§ Task input:
┄┄┄┄┄┄┄┄┄┄

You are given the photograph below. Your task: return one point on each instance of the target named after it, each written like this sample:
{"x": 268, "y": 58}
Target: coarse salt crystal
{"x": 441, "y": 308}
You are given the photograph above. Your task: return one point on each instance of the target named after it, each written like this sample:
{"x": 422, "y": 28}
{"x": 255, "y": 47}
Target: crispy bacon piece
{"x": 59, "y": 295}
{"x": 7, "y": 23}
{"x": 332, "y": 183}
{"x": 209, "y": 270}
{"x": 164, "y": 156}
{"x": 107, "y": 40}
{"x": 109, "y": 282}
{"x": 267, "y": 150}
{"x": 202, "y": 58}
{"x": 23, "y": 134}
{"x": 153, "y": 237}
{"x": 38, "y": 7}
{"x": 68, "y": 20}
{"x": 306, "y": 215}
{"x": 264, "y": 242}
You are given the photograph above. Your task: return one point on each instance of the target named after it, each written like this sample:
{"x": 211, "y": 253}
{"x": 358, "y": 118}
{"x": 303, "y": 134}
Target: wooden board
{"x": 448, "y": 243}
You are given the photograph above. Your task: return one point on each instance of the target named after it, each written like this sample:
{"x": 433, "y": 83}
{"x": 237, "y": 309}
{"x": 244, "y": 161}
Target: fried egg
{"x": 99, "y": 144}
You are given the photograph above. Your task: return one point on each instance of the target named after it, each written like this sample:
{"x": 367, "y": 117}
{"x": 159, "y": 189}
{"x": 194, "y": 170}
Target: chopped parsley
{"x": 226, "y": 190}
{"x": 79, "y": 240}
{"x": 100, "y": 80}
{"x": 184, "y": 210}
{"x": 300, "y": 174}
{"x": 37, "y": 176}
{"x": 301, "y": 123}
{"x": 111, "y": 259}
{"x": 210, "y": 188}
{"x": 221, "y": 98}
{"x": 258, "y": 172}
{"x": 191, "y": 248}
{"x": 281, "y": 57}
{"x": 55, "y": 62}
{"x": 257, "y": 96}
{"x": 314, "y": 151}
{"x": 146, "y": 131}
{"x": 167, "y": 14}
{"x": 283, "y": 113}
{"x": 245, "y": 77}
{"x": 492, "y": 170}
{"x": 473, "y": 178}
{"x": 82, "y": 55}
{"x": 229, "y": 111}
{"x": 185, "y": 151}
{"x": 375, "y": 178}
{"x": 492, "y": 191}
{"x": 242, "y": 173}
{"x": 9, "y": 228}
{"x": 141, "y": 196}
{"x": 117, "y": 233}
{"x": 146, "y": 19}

┄┄┄┄┄┄┄┄┄┄

The required output is the full set of entries, reproduced verbatim.

You are given the photograph below. Your task: return one point on each instance of the target named after it, each written like this sample:
{"x": 268, "y": 58}
Target: coarse salt crystal
{"x": 441, "y": 308}
You are given the photograph above. Your task: return one point on each instance of the target named after it, each written like this sample:
{"x": 422, "y": 28}
{"x": 255, "y": 47}
Target: crispy bacon piece
{"x": 59, "y": 295}
{"x": 7, "y": 23}
{"x": 332, "y": 183}
{"x": 209, "y": 270}
{"x": 164, "y": 156}
{"x": 107, "y": 40}
{"x": 109, "y": 282}
{"x": 267, "y": 150}
{"x": 202, "y": 58}
{"x": 23, "y": 134}
{"x": 153, "y": 237}
{"x": 38, "y": 7}
{"x": 68, "y": 20}
{"x": 306, "y": 215}
{"x": 264, "y": 242}
You are given the photograph above. Your task: return one point on each instance of the target named after it, each written like this sample:
{"x": 211, "y": 253}
{"x": 358, "y": 118}
{"x": 303, "y": 134}
Target: wooden board
{"x": 448, "y": 243}
You are given the photograph above. Your task: return one point on each instance of the target named after it, each written like this sample:
{"x": 433, "y": 83}
{"x": 237, "y": 309}
{"x": 244, "y": 161}
Target: fried egg
{"x": 99, "y": 144}
You are given the photograph above. Your task: return one point on each instance of the target named after it, each written like this sample:
{"x": 367, "y": 117}
{"x": 159, "y": 189}
{"x": 194, "y": 170}
Target: chopped parsley
{"x": 226, "y": 190}
{"x": 79, "y": 240}
{"x": 100, "y": 80}
{"x": 184, "y": 210}
{"x": 300, "y": 174}
{"x": 37, "y": 176}
{"x": 301, "y": 123}
{"x": 111, "y": 259}
{"x": 210, "y": 188}
{"x": 221, "y": 98}
{"x": 258, "y": 172}
{"x": 191, "y": 248}
{"x": 281, "y": 57}
{"x": 55, "y": 62}
{"x": 257, "y": 96}
{"x": 314, "y": 151}
{"x": 146, "y": 131}
{"x": 167, "y": 14}
{"x": 283, "y": 113}
{"x": 245, "y": 77}
{"x": 492, "y": 170}
{"x": 473, "y": 178}
{"x": 82, "y": 55}
{"x": 229, "y": 111}
{"x": 185, "y": 151}
{"x": 375, "y": 178}
{"x": 492, "y": 191}
{"x": 242, "y": 173}
{"x": 9, "y": 228}
{"x": 141, "y": 196}
{"x": 117, "y": 233}
{"x": 146, "y": 19}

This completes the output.